START Selected text

Have you ever used a machine learning algorithm and got confused by its predictions? How did it make this decision? How do we ensure trust in these systems? To answer these questions, recently, a team of researchers at Red Hat introduced a new library known as TrustyAI.
TrustyAI looks into explainable artificial intelligence (XAI) solutions to address the trustworthiness in machine learning and decision services landscapes. This library helps in increasing the trust in decision-making processes that depend on AI predictive models.
Why this research
Automation of decisions is crucial to deal with complex business processes that can respond to changes in business conditions and scenarios. The researchers stated, “The orchestration and automation of decision services is one of the key aspects in handling such business processes. Decision services can leverage different kinds of predictive models underneath, from rule-based systems to decision trees or machine learning-based approaches.”
“One important aspect is the trustworthiness of such decision services, especially when automated decisions might impact human lives. For this reason, it is important to be able to explain decision services,” the researchers added. This is the reason why the researchers created this XAI library. The library leverages different explainability techniques for explaining decision services and black-box AI systems.

END Selected text

What the exercise asks -> From the TrustyAI article, return word for word the passage starting at "Why this research" and ending at "black-box AI systems.". The listing below stands apart from the TrustyAI article and has no connection to it.

START Provided records

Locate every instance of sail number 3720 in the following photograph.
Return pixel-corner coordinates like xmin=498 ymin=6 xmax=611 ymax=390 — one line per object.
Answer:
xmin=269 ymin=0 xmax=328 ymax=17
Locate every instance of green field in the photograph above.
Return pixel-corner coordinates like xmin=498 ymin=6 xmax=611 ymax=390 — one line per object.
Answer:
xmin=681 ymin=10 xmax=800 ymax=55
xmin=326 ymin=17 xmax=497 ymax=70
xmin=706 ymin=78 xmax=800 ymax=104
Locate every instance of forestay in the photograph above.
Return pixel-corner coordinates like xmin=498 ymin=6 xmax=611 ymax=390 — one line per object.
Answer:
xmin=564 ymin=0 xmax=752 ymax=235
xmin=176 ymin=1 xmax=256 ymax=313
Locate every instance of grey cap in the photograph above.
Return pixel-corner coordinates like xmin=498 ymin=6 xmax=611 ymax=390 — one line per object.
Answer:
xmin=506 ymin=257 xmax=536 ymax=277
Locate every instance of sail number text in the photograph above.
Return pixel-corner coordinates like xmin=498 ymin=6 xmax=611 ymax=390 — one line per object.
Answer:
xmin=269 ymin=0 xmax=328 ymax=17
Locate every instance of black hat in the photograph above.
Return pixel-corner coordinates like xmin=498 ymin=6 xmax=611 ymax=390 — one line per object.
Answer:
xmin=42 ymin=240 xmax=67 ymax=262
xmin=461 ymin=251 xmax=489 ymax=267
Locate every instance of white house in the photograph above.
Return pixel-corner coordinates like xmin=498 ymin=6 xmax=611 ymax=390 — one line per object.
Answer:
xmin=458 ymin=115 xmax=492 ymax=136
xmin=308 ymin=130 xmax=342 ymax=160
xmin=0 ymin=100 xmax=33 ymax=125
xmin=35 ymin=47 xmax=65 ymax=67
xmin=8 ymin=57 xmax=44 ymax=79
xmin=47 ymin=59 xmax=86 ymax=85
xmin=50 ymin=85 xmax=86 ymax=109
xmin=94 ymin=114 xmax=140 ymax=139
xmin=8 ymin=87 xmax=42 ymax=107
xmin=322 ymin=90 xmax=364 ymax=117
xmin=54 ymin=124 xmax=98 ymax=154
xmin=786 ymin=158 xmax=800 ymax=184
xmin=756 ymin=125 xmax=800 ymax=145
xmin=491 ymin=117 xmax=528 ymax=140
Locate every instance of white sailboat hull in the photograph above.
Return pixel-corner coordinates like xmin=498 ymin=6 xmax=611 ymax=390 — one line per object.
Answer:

END Provided records

Answer to this exercise ->
Why this research
Automation of decisions is crucial to deal with complex business processes that can respond to changes in business conditions and scenarios. The researchers stated, “The orchestration and automation of decision services is one of the key aspects in handling such business processes. Decision services can leverage different kinds of predictive models underneath, from rule-based systems to decision trees or machine learning-based approaches.”
“One important aspect is the trustworthiness of such decision services, especially when automated decisions might impact human lives. For this reason, it is important to be able to explain decision services,” the researchers added. This is the reason why the researchers created this XAI library. The library leverages different explainability techniques for explaining decision services and black-box AI systems.